[[ Data for analysis open ]]

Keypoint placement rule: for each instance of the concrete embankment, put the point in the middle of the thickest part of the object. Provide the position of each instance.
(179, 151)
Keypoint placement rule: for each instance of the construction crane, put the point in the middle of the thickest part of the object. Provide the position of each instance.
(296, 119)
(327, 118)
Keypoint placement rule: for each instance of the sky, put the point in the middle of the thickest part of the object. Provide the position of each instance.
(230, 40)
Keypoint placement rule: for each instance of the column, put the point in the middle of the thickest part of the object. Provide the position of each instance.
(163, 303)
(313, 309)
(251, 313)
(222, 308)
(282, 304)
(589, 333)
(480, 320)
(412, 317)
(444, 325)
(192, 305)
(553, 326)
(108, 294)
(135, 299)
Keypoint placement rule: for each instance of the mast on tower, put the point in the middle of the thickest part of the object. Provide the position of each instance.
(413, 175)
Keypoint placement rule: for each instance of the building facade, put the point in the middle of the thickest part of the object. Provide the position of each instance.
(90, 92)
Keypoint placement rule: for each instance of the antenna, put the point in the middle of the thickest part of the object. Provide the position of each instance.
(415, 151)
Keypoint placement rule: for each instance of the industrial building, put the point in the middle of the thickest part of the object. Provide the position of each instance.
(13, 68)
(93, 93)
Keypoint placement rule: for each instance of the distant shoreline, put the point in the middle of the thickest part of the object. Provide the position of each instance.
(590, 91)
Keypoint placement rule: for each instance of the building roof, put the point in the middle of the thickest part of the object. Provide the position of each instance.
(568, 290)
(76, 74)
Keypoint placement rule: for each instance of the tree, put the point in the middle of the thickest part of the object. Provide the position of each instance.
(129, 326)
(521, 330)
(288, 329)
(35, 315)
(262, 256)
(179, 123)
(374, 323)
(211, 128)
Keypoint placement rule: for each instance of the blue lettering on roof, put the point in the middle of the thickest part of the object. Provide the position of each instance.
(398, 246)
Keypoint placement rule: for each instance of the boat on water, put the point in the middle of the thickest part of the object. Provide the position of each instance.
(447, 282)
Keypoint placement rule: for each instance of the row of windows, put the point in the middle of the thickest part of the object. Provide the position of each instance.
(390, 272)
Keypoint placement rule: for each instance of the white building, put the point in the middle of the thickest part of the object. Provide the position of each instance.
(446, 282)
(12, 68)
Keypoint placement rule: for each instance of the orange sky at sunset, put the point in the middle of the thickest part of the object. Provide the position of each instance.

[[ Data for analysis closed ]]

Exercise directions:
Copy the listing exactly as it stands.

Task result:
Keypoint placement rule: for each instance of the concrete embankment, put the point in the middle of the thickest part of the object. Provide the position of each instance.
(179, 151)
Keypoint placement rule: for each instance of the construction crane, put the point in the middle of the thickest part of the object. Provide the position of each instance.
(296, 119)
(327, 118)
Keypoint placement rule: for each instance of the sky, put the point in the middle of the thickest part of the object. Provide the position of each instance.
(230, 40)
Keypoint placement rule: for each instance of the column, put the point in the middle of the thickest part of the object. Provide the position of each instance.
(163, 303)
(313, 309)
(251, 313)
(222, 308)
(282, 304)
(589, 333)
(480, 320)
(412, 317)
(444, 325)
(192, 305)
(553, 326)
(108, 294)
(135, 299)
Keypoint placement rule: for each instance of the mast on tower, put the point in the middle of the thickest part of the object. Provide the position of each instance.
(413, 175)
Keypoint placement rule: for each instance of the building facade, put the point in the middle of the thickest part of the object. Provide the position of each instance.
(90, 92)
Keypoint placement rule: for each instance of the antenna, put the point in the middle of the thickest part of the object. Provide the position of each instance.
(415, 151)
Keypoint placement rule: for each instance of the industrial building, put the point in the middle of the thickest part of the object. Provide the position of each instance.
(13, 68)
(93, 93)
Keypoint placement rule: for each instance of the distant shoreline, put the point in the middle of the thickest part of the object. Provide the position of each instance.
(590, 91)
Keypoint placement rule: for each instance of the building roof, put the point in the middle of the thickest part of the object. Provide the position of each instance.
(568, 290)
(76, 74)
Keypoint placement rule: for each instance of the tree, put the point in the middle of the thickest part of the object. Provide the position of each instance.
(129, 326)
(521, 330)
(288, 329)
(35, 315)
(262, 256)
(179, 123)
(374, 323)
(211, 128)
Keypoint placement rule: for each instance of the blue lettering on roof, put the point in the middle of the thickest part of the object. Provide the position of each instance.
(398, 246)
Keypoint placement rule: for each instance of the boat on water, put the point in the middle of the thickest part of the object. Provide the position of each instance.
(447, 282)
Keypoint placement rule: for each instance of the row of windows, put the point in the middle of the thickest part of the object. Provide the position of each instance.
(390, 272)
Keypoint placement rule: for each instance of the white building, put the point in the middle of the thickest part of the object. Provide the position of each instance.
(446, 282)
(12, 68)
Keypoint placement rule: for each instance of the orange sky at sunset, put the point in the middle of the thickest part of the object. Provide the position of each instance.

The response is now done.